Consignes de l'exercice:
Mettez à jour l'entretien, s'il vous plaît : recopiez tout ce qui va de « Savez-vous sur quel » jusqu'à « depuis l’étoile ? », en remplaçant « équipe » par « brigade ».

Extrait du texte:
Savez-vous sur quel critère vous avez été choisi ?
– Non, le Michelin reste très discret et il n’existe pas de cahier des charges. Ce que je sais en revanche, et même si c’est un lieu commun, c’est qu’il faut fournir beaucoup d’efforts, viser l’émotion culinaire, et qu’il s’agit du travail de toute une équipe.
Parlons-en, de cette équipe. Avez-vous recruté depuis l’étoile ?
– Nous avions commencé juste avant de la décrocher car la clientèle avait subitement pris de l’ampleur, et nous n’étions que 3 en cuisine, dont Werner. Mais en effet, depuis l’étoile, c’est exponentiel. On travaille aujourd’hui à la conserver avec une brigade de 4 professionnels et 3 apprentis, et le Chef Sommelier et Maître d’Hôtel Jean-Noël Rahmani, qui est là depuis le début de l’aventure.

Jeu d'enregistrements:
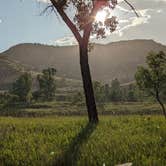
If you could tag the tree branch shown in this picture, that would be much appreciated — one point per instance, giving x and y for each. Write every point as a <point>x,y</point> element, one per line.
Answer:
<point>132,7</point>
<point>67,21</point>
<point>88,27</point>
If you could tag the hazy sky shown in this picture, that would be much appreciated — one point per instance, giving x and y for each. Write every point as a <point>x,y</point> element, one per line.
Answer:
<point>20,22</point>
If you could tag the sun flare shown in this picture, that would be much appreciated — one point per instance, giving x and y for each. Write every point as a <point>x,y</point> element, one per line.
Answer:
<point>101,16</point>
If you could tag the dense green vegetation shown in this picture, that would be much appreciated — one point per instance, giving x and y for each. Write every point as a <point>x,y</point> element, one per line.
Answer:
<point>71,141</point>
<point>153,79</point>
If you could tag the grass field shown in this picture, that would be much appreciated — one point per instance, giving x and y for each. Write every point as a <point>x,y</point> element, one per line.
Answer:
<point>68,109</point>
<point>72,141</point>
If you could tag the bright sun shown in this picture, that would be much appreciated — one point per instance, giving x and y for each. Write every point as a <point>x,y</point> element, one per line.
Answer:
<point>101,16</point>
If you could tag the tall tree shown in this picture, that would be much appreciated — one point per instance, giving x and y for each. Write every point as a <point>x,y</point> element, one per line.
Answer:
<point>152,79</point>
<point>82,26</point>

* * *

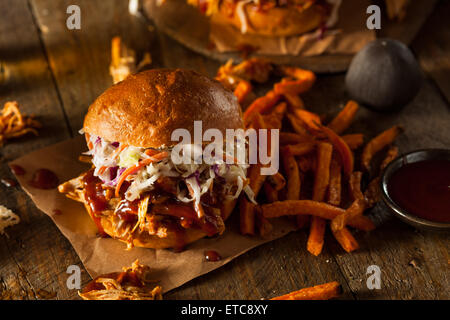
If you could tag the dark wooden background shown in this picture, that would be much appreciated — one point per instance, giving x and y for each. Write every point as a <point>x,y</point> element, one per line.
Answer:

...

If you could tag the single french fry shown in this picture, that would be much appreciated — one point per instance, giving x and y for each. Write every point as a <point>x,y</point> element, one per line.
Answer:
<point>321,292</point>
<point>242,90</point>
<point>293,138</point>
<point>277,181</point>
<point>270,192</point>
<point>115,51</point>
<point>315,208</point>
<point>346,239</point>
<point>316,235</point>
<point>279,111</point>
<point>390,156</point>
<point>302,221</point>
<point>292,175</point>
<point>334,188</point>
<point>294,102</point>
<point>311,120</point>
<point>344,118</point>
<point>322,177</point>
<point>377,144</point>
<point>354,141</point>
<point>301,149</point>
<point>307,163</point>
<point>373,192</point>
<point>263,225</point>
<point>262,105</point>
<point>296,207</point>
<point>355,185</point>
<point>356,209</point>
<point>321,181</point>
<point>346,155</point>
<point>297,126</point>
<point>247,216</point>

Tâche réalisée:
Savez-vous sur quel critère vous avez été choisi ?
– Non, le Michelin reste très discret et il n’existe pas de cahier des charges. Ce que je sais en revanche, et même si c’est un lieu commun, c’est qu’il faut fournir beaucoup d’efforts, viser l’émotion culinaire, et qu’il s’agit du travail de toute une brigade.
Parlons-en, de cette brigade. Avez-vous recruté depuis l’étoile ?